▽

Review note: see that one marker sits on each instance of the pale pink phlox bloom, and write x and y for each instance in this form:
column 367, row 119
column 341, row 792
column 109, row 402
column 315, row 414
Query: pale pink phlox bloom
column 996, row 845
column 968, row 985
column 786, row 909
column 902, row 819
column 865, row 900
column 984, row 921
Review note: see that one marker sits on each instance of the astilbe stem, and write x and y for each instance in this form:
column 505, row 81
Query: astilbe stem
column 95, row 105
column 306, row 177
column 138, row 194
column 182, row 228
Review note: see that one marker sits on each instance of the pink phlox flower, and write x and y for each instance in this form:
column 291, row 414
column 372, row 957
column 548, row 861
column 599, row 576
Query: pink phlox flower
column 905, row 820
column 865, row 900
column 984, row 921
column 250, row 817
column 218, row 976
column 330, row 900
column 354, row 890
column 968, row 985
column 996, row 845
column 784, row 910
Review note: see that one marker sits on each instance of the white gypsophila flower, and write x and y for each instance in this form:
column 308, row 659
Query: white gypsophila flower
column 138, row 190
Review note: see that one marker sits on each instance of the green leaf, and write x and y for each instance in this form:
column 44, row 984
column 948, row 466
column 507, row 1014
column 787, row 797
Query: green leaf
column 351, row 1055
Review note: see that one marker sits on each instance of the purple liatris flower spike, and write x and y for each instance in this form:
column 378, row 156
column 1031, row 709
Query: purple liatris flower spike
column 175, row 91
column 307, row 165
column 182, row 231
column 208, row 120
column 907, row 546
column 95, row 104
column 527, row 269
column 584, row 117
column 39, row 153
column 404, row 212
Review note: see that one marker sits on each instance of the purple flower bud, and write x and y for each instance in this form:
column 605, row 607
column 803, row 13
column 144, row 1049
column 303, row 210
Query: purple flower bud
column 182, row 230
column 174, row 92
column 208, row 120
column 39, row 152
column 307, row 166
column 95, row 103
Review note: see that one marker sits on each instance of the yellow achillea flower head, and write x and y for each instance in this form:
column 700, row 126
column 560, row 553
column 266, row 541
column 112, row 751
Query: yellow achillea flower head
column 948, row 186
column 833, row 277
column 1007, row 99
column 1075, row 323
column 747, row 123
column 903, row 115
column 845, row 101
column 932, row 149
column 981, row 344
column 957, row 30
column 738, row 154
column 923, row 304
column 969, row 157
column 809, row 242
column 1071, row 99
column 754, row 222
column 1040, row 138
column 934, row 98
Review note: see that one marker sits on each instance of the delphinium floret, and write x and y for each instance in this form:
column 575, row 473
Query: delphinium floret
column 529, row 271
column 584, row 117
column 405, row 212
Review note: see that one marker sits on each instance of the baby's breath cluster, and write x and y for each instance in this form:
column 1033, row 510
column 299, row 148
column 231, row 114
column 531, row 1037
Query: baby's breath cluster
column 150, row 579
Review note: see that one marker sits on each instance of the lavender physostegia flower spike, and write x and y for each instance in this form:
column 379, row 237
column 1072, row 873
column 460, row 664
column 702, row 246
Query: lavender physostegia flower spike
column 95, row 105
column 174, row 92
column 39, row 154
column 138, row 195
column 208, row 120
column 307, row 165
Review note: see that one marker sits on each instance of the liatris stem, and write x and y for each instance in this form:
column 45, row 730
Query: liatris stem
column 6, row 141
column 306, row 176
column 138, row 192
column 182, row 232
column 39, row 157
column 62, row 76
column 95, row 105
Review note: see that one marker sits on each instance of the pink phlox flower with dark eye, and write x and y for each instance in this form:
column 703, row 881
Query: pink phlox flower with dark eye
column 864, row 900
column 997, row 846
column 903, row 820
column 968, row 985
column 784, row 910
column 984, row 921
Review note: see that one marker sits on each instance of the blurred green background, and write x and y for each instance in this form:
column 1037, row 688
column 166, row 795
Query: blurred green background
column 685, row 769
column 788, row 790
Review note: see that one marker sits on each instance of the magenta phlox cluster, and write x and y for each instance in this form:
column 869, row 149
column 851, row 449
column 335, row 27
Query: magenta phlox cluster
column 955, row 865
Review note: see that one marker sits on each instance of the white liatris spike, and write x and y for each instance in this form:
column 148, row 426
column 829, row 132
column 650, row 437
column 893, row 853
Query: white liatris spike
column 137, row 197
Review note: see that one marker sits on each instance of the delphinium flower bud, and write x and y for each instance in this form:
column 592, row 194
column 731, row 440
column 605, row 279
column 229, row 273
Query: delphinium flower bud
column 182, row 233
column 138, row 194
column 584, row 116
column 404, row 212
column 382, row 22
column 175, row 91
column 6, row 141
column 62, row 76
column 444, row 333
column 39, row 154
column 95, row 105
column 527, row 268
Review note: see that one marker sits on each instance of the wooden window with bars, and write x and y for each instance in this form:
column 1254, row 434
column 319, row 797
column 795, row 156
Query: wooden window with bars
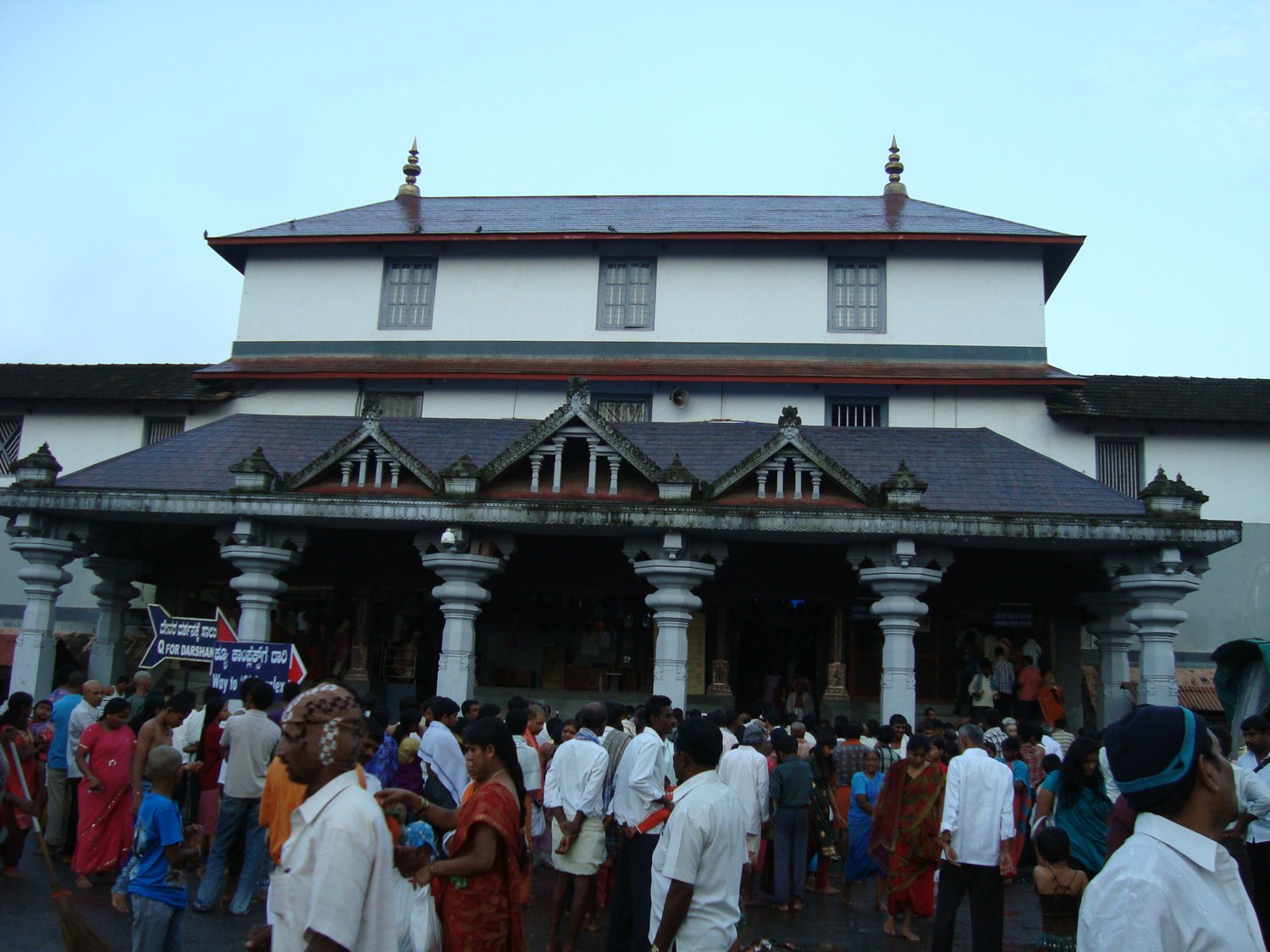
column 10, row 439
column 627, row 289
column 1119, row 464
column 160, row 428
column 858, row 296
column 409, row 289
column 856, row 413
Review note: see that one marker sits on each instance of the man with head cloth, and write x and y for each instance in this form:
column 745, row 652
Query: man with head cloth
column 334, row 888
column 1171, row 885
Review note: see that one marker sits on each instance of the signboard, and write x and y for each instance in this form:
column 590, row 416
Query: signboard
column 213, row 641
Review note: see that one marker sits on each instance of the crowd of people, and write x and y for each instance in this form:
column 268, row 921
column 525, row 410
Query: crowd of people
column 363, row 828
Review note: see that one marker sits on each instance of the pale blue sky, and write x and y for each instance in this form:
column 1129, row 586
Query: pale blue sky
column 129, row 129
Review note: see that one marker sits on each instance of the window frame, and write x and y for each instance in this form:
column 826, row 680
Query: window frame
column 385, row 284
column 605, row 261
column 1140, row 457
column 835, row 261
column 647, row 400
column 152, row 421
column 832, row 403
column 7, row 465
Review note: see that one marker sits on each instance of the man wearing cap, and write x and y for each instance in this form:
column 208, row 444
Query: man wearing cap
column 977, row 832
column 744, row 771
column 1171, row 885
column 1256, row 759
column 335, row 885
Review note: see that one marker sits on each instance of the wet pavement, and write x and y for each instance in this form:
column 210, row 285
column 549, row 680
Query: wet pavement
column 30, row 923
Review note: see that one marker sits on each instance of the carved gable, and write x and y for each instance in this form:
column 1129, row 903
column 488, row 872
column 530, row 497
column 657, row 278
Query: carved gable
column 366, row 461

△

Please reproduce every line above word for word, leaving the pictures out of your answer.

Review note: see that one marker sits on each instance of the pale pink phlox bloom, and write x and y for each instance in this form:
column 367, row 119
column 341, row 792
column 109, row 402
column 315, row 414
Query: pale pink phlox bloom
column 996, row 845
column 968, row 985
column 786, row 909
column 902, row 819
column 865, row 900
column 984, row 921
Review note: see that one marker sits on each instance of the astilbe stem, and write x and y for each instance in this form:
column 505, row 81
Query: astilbe stem
column 95, row 105
column 306, row 177
column 138, row 194
column 182, row 228
Review note: see that one marker sits on each instance of the pink phlox flower, and write x and y for each instance in this form:
column 291, row 414
column 372, row 957
column 548, row 861
column 599, row 576
Query: pink phlox flower
column 905, row 820
column 865, row 900
column 984, row 921
column 250, row 817
column 218, row 976
column 330, row 900
column 354, row 890
column 968, row 985
column 996, row 845
column 784, row 910
Review note: see that one marker sits on each instance of the white gypsophila flower, and write x and y for each instance in this form:
column 308, row 659
Query: white gypsophila flower
column 138, row 190
Review note: see that one marker sits on each instance of the green leaf, and write x and y for each instance in this form:
column 44, row 984
column 948, row 466
column 507, row 1014
column 787, row 797
Query: green leaf
column 351, row 1055
Review note: see that one marker sits on each instance of the purple liatris flower spike, and write x and y for each instance in this form:
column 378, row 156
column 1031, row 709
Query: purple liatris flower spike
column 175, row 91
column 307, row 165
column 182, row 231
column 208, row 120
column 907, row 546
column 95, row 104
column 527, row 269
column 584, row 117
column 39, row 153
column 404, row 212
Review note: see that one marker sits on each instance of the purple flower bud, and write x and y for each instance in this form:
column 605, row 607
column 803, row 13
column 144, row 1049
column 303, row 210
Query: purple flower bud
column 182, row 230
column 174, row 92
column 208, row 120
column 39, row 152
column 307, row 166
column 95, row 103
Review note: see that one marker sits on each instance of the yellow achillea flower head, and write x and y for each instance in this form:
column 700, row 126
column 560, row 553
column 266, row 541
column 112, row 751
Query: yellow achillea flower head
column 948, row 186
column 833, row 277
column 1007, row 99
column 1075, row 323
column 747, row 123
column 903, row 115
column 845, row 101
column 932, row 149
column 981, row 344
column 957, row 30
column 738, row 154
column 923, row 304
column 969, row 157
column 809, row 242
column 1071, row 99
column 754, row 222
column 1040, row 138
column 934, row 98
Review note: see that one marker sits on each instance of the delphinium floret, and write x and y for each instance in this form:
column 575, row 473
Query: delphinium floret
column 529, row 271
column 584, row 117
column 405, row 212
Review note: see that one marker sits on each instance of the baby's breath cluster, and write x and y for each instance in this form:
column 1033, row 510
column 299, row 148
column 231, row 114
column 531, row 1037
Query: baby's breath cluster
column 150, row 579
Review note: see that one marker sits on each instance of the lavender physostegia flower spike, and write x and y for each instance in this form:
column 379, row 237
column 1072, row 873
column 460, row 664
column 702, row 246
Query: lavender physostegia flower spike
column 95, row 105
column 174, row 92
column 39, row 154
column 138, row 195
column 208, row 120
column 307, row 165
Review note: see that one marker sits on each instance of the liatris stem, and write x and y for each instance in this form:
column 45, row 730
Query: liatris stem
column 6, row 141
column 306, row 176
column 138, row 192
column 182, row 232
column 39, row 157
column 62, row 76
column 95, row 105
Review note: see that one marker sits on each instance of the pink phlox flower with dark eye, and write x and y for each instance in this form:
column 703, row 881
Query: pink phlox flower with dark eye
column 864, row 900
column 997, row 846
column 903, row 820
column 968, row 985
column 784, row 910
column 984, row 921
Review note: see that one marker sits on each instance of the blurred green background, and write x and y for each instance in this form:
column 1037, row 688
column 166, row 795
Query: blurred green background
column 685, row 769
column 788, row 790
Review note: see that one marker sits on each instance of the magenta phlox cluster, and write x and y for each instance in this form:
column 869, row 149
column 851, row 449
column 335, row 27
Query: magenta phlox cluster
column 955, row 865
Review note: see that one marker sits on each instance of the white liatris spike, and write x and y for each instance in this form:
column 148, row 426
column 829, row 132
column 650, row 437
column 893, row 853
Query: white liatris spike
column 137, row 197
Review note: see that one marker sits on each instance of the delphinium flower bud, and write x and y for each instance in this form:
column 592, row 194
column 731, row 440
column 605, row 279
column 229, row 273
Query: delphinium flower bud
column 182, row 233
column 138, row 194
column 584, row 116
column 404, row 212
column 382, row 22
column 175, row 91
column 6, row 141
column 62, row 76
column 444, row 333
column 39, row 154
column 95, row 105
column 527, row 268
Review note: see that one marker sits on each instance of the wooden window with bars, and write x and y for each instance in this form:
column 1254, row 434
column 319, row 797
column 795, row 156
Query: wooden window with bars
column 10, row 439
column 627, row 289
column 1119, row 464
column 160, row 428
column 858, row 296
column 409, row 289
column 856, row 413
Review note: see that one marker sits on each instance of the man with head cloth, and write x and y for each instance in this form:
column 745, row 652
Query: man with head cloth
column 334, row 888
column 1171, row 885
Review note: see that one marker sits on each instance of the signboard, and write x and y for each instance in this form:
column 590, row 416
Query: signboard
column 213, row 641
Review note: see that one marker sits on each instance of the crowd of people, and write x and y for each instance in this form:
column 268, row 921
column 525, row 410
Query: crowd of people
column 363, row 828
Review note: see that one marker sits on each instance of the pale blue sky, and write x and y for each instance in this form:
column 1129, row 586
Query: pale blue sky
column 129, row 129
Review note: see that one marker sits on each instance of the window frame, and write x and y for each instance in this form:
column 826, row 680
Query: window frame
column 385, row 284
column 605, row 261
column 1140, row 457
column 835, row 261
column 647, row 400
column 152, row 421
column 832, row 403
column 7, row 465
Review note: see that one marker sits on each instance of the man wearing cap, and write x and y for each instance in this form:
column 208, row 444
Query: man wearing cap
column 977, row 832
column 744, row 771
column 1171, row 885
column 1256, row 759
column 335, row 885
Review note: see that one marker sits on each instance of the wet pavement, and write x and y for each instance in this form:
column 210, row 285
column 549, row 680
Query: wet pavement
column 30, row 923
Review note: see that one marker sits on each instance of the carved gable, and write x and y for each instance in this form:
column 1129, row 903
column 488, row 872
column 530, row 497
column 657, row 278
Query: carved gable
column 366, row 461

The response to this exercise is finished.